EXTRAIT DU DOCUMENT –
■ ■ ■ ■ ■ ■ ■
Analyse
La France complice d’un crime de masse
au Yémen
Bruno Guigue
Dimanche 26 novembre 2017
Dans l’indifférence générale, le pays le
plus pauvre du monde arabe subit
l’horreur d’une agression étrangère
meurtrière. Bombardée nuit et jour, la
population est affamée par le blocus. Le
Yémen compte 27 millions d’habitants.
Selon l’ONU, 10 millions d’entre eux
nécessitent une aide humanitaire
d’urgence, 7 millions sont menacés par
la famine et un million sont la proie
d’une épidémie de choléra. La pénurie de
carburant paralyse les transports, le
fonctionnement des réseaux d’eau
potable, d’électricité,
d’assainissement.
L’aviation
saoudienne n’épargne ni les écoles, ni
les hôpitaux, ni les lieux de culte.
Répandant la terreur, elle cherche à
faire plier le peuple yéménite. Ce n’est
pas une guerre contre des combattants,
mais une entreprise de démoralisation de
la population, de destruction totale,
d’arasement des infrastructures.
L’action combinée des frappes aériennes
et du blocus (aérien et maritime) vise à
mettre à genoux une population tout
entière. Riyad prétend défendre le
gouvernement légitime. Mais alors,
pourquoi imposer le blocus à l’ensemble
du pays ?
■ ■ ■ ■ ■ ■ ■
MATÉRIEL RÉPERTORIÉ –
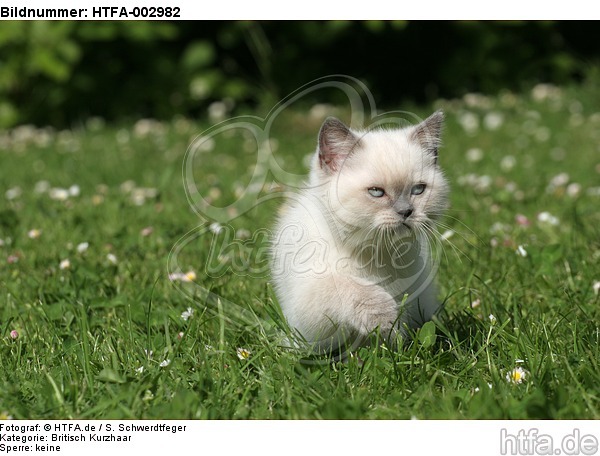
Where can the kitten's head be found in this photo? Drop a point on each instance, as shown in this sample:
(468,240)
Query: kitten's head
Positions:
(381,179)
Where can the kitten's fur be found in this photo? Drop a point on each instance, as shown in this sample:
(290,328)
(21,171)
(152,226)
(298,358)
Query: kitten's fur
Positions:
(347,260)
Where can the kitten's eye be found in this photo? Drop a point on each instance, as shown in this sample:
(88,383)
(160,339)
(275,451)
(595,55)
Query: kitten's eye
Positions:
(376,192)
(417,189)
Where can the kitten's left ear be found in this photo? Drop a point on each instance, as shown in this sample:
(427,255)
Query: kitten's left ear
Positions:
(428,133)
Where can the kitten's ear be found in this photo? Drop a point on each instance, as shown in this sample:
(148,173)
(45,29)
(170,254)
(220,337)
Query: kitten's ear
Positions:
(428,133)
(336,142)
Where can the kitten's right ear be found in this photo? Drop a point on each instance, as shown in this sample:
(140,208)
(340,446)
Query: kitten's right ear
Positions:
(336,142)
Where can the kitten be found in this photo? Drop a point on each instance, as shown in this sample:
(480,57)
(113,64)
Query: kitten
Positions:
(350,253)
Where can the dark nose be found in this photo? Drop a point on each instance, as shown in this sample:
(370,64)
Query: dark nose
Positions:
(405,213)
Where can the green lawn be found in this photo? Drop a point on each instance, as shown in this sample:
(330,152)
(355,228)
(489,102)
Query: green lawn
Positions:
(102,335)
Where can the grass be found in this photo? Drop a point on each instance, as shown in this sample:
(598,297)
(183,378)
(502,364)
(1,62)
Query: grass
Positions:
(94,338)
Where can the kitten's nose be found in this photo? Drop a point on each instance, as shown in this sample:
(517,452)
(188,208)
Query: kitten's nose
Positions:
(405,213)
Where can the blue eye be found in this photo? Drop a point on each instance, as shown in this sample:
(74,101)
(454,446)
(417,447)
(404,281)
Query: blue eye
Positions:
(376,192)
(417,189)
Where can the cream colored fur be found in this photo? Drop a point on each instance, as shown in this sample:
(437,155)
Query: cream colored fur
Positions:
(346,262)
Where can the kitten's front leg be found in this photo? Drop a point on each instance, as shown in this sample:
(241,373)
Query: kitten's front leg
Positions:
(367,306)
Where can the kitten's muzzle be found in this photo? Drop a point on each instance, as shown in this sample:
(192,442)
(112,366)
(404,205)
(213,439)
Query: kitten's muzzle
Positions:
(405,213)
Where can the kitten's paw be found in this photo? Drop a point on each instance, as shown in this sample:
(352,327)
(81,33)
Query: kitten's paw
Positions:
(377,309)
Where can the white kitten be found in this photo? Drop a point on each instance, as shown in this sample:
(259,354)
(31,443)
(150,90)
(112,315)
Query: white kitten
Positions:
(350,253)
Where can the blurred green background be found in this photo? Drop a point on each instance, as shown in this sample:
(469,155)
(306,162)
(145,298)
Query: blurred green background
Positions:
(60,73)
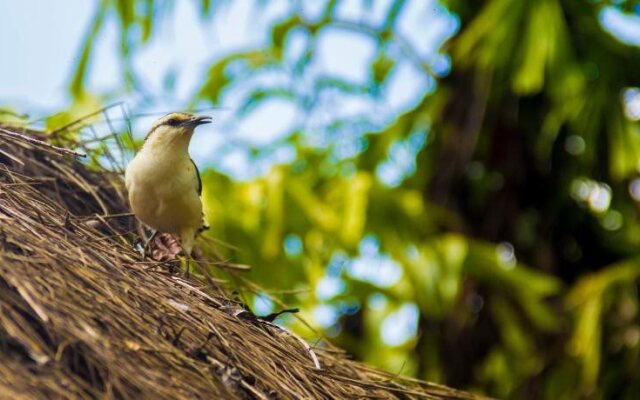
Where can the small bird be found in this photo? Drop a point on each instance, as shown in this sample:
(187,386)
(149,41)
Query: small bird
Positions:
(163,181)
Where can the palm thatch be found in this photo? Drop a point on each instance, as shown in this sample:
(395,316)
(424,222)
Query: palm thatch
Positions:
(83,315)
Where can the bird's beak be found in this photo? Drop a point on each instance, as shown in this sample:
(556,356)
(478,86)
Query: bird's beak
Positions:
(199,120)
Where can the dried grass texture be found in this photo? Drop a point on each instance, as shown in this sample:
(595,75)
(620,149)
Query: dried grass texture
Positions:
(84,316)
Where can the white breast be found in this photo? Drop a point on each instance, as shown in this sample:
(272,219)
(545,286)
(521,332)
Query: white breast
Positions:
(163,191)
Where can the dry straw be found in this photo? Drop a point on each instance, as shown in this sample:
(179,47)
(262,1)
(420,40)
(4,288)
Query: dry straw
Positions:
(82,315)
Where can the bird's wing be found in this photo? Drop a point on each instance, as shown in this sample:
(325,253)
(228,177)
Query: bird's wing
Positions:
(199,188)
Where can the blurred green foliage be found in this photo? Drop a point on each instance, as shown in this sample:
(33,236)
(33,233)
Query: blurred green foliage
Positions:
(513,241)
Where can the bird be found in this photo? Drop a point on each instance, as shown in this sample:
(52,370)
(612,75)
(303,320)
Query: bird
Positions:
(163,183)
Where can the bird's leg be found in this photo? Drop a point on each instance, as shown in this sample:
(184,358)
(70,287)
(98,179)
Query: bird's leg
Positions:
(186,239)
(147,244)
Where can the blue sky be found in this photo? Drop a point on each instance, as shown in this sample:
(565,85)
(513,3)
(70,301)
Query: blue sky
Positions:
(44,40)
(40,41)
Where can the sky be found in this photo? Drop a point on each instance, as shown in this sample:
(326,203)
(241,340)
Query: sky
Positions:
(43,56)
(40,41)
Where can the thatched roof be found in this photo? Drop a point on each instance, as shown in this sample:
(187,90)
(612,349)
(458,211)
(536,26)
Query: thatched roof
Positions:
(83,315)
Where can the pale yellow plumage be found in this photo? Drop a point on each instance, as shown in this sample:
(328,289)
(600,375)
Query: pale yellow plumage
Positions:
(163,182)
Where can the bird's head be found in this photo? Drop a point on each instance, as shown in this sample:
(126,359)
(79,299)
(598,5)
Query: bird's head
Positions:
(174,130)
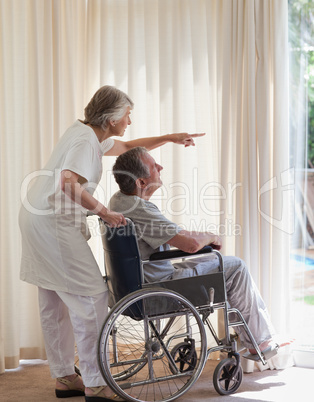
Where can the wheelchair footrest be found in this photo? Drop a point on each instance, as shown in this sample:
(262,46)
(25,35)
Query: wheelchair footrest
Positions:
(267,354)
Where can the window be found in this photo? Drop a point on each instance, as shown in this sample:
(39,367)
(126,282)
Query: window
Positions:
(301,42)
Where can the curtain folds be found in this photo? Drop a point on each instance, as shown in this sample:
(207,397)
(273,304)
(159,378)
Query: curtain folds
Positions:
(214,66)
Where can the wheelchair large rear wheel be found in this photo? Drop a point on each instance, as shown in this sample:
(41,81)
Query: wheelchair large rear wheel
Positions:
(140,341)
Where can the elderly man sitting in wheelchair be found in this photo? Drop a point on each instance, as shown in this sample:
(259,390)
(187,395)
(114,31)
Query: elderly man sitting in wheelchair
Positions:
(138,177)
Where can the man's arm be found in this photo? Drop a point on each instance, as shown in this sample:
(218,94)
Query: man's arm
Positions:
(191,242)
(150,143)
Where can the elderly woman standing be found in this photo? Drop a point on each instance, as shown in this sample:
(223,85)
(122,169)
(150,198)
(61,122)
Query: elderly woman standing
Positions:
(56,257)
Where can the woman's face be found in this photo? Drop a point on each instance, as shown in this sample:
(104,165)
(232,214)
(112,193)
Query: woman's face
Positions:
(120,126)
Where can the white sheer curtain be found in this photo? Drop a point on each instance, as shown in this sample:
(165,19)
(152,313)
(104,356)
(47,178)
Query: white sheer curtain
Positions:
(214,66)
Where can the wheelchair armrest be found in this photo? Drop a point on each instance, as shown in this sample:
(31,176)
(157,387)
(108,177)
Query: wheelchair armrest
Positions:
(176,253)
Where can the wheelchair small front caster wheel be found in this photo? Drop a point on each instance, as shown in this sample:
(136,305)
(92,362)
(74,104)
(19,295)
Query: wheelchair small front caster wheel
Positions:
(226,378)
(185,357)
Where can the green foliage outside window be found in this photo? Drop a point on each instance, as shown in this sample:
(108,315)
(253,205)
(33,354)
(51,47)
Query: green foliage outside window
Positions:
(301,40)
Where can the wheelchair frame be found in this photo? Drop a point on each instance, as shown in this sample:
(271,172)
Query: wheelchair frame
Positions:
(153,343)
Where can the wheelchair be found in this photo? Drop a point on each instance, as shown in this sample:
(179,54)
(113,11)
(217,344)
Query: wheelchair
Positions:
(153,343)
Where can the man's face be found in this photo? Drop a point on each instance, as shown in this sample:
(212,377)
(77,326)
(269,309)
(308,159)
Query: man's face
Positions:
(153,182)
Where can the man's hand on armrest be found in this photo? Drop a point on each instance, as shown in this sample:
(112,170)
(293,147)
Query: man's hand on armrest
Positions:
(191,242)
■ ■ ■ ■ ■ ■ ■
TÂCHES À FAIRE –
(1) D'après l'extrait sur le Yémen, combien d'habitants compte ce pays ?
(2) Recopiez fidèlement l'extrait sur le Yémen de « Selon l’ONU, 10 » à « lieux de culte. ».
Appuyez-vous uniquement sur l'extrait sur le Yémen.

RÉPONSES AUX TÂCHES –
(1) 27 millions d'habitants.

(2)
Selon l’ONU, 10 millions d’entre eux
nécessitent une aide humanitaire
d’urgence, 7 millions sont menacés par
la famine et un million sont la proie
d’une épidémie de choléra. La pénurie de
carburant paralyse les transports, le
fonctionnement des réseaux d’eau
potable, d’électricité,
d’assainissement.
L’aviation
saoudienne n’épargne ni les écoles, ni
les hôpitaux, ni les lieux de culte.